The request —
Copy the lines below word for word.

------------------------

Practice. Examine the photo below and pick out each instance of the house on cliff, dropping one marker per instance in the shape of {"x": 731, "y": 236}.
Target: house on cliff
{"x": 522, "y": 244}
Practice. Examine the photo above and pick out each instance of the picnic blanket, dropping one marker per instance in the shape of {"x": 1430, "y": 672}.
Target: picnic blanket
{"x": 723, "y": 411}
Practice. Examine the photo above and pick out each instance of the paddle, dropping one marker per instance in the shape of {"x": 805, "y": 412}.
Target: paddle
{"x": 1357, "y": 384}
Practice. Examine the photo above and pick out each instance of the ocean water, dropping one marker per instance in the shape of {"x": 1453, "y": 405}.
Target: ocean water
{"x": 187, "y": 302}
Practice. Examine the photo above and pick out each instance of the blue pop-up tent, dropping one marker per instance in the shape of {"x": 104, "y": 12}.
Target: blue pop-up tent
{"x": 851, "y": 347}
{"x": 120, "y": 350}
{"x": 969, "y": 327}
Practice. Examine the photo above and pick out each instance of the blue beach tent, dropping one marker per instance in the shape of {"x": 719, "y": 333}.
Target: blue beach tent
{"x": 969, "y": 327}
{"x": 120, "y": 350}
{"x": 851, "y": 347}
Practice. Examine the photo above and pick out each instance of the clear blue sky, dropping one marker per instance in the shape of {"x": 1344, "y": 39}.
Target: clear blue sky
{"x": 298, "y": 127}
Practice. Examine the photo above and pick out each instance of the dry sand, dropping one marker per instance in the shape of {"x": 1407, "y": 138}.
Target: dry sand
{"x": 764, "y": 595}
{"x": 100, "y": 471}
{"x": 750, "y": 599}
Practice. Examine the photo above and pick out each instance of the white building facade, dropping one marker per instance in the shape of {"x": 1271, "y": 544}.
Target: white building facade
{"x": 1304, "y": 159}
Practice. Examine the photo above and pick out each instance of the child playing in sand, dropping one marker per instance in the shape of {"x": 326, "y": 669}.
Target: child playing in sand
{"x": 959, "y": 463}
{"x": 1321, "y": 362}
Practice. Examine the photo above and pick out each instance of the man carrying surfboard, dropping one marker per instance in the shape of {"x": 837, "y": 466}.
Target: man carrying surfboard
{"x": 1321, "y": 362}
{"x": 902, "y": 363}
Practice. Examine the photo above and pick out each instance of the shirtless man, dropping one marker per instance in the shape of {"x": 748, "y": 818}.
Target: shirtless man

------------------------

Correct result —
Practice. Examine the photo below and pick out each instance of the house on cliff, dropping one marker per instance in the shape of {"x": 731, "y": 236}.
Target: house on cliff
{"x": 522, "y": 244}
Practice. Examine the photo above and pick out each instance of the picnic blanket, dropping one marker per instance in the shape of {"x": 1430, "y": 672}.
Target: picnic blanket
{"x": 723, "y": 411}
Practice. Examine the photo above and pick out each instance of the paddle, dropping one marker per instance in the shape of {"x": 805, "y": 412}.
Target: paddle
{"x": 1357, "y": 384}
Practice. Examine the photo above and pick out each instance of the ocean water, dropping one marker per instance in the shape of {"x": 1453, "y": 405}.
Target: ocean water
{"x": 187, "y": 302}
Practice. Examine the photo above and pick out each instance of the blue pop-up tent, dropping one marker per instance in the shape of {"x": 104, "y": 12}.
Target: blue pop-up tent
{"x": 851, "y": 347}
{"x": 120, "y": 350}
{"x": 969, "y": 327}
Practice. Examine the photo above and pick out each instance of the blue beach tent, dropping one marker per instance in the shape of {"x": 719, "y": 333}.
Target: blue beach tent
{"x": 969, "y": 327}
{"x": 120, "y": 350}
{"x": 851, "y": 347}
Practice. Examine the photo above and pick out each instance of the clear blue sky, dropping one marker per instance in the shape of {"x": 1344, "y": 39}.
Target: clear blue sky
{"x": 298, "y": 127}
Practice. Examine the photo above and pick out each instance of the dry sand, dropping one marker per instance in the shape of {"x": 1407, "y": 138}.
Target: dry sand
{"x": 764, "y": 595}
{"x": 100, "y": 471}
{"x": 750, "y": 599}
Practice. Examine the photo above and pick out each instance of the white building facade, dropping one marker per instance in the shape of {"x": 1271, "y": 544}.
Target: white building facade
{"x": 1304, "y": 159}
Practice. Examine the photo above and pick out each instance of the child playing in sand, dropping one marker per instance in the shape of {"x": 326, "y": 669}.
Target: child playing in sand
{"x": 959, "y": 463}
{"x": 1321, "y": 362}
Practice. Examine the photo above and pick out each instance of the man carrying surfboard, dropping one marker per instance in the shape of {"x": 837, "y": 466}.
Target: man carrying surfboard
{"x": 1321, "y": 362}
{"x": 902, "y": 363}
Practice. Examine the photo above and pick out each instance of the shirtless man, dropping one marker per instance in the shape of {"x": 748, "y": 818}.
Target: shirtless man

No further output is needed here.